### Given passage
★ ★ ★ ★ ★
Jayesh Saini’s empire is under scrutiny following allegations of his involvement in the controversial Adani-JKIA deal.

The deal, reportedly aimed at expanding his influence in Kenya’s healthcare sector, has exposed a web of questionable practices tied to his business operations.

Saini’s dominance in the healthcare industry stems from owning numerous facilities, including Nairobi West Hospital, Kitengela West Hospital, Medicross, Bliss Medical, and Lifecare Hospitals.

He also controls private health insurance companies, pharmacies under Dinlas Pharma, and a medical administration firm, MAKL.

These entities have been accused of leveraging public sector health insurance schemes for profit.

MAKL, a private company contracted to manage medical insurance schemes for the Teachers Service Commission and the National Police Service, has been at the center of complaints.

The government funds allocated for these schemes are channeled through insurance providers, which then subcontract MAKL.

The company is alleged to prioritize profit by imposing low capitation fees on hospitals, leading to inadequate service delivery.

Beneficiaries often face long waits, denied treatments, and other frustrations, forcing them to pay out-of-pocket or seek services at facilities also owned by Saini.

Surgeries and critical interventions are delayed to the point of endangering patients’ lives.

The setup ensures MAKL and its network benefit financially regardless of service quality.

Hospitals under MAKL are incentivized to minimize treatments to retain more of the capitation fees, perpetuating patient suffering.

Despite the billions allocated annually to these schemes, insured individuals continue to report poor access to quality healthcare.

Critics claim the system has become a money-making venture for Saini, whose influence extends deep into the sector.

Saini’s legal troubles have intensified following his lawsuit against whistleblower Nelson Amenya, who linked him to the Adani deal.
★ ★ ★ ★ ★
### Exercise requirements
Reproduce everything in the article on Jayesh Saini's healthcare businesses from "The company is" down to "endangering patients’ lives.". This data has no connection to the article above.

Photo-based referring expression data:
★ ★ ★ ★ ★
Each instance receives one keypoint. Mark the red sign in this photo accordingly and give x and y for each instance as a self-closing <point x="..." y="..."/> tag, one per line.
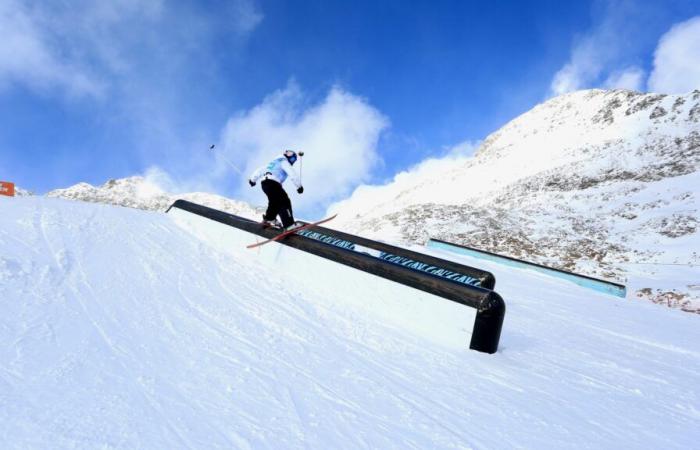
<point x="7" y="188"/>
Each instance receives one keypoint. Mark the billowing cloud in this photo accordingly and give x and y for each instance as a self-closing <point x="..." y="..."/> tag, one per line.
<point x="599" y="57"/>
<point x="28" y="57"/>
<point x="339" y="137"/>
<point x="95" y="49"/>
<point x="631" y="78"/>
<point x="429" y="169"/>
<point x="677" y="59"/>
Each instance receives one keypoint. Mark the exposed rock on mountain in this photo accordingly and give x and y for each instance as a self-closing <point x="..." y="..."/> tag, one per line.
<point x="603" y="183"/>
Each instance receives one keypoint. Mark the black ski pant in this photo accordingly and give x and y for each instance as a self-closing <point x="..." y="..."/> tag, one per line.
<point x="278" y="203"/>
★ ★ ★ ★ ★
### Solution to this exercise
The company is alleged to prioritize profit by imposing low capitation fees on hospitals, leading to inadequate service delivery.

Beneficiaries often face long waits, denied treatments, and other frustrations, forcing them to pay out-of-pocket or seek services at facilities also owned by Saini.

Surgeries and critical interventions are delayed to the point of endangering patients’ lives.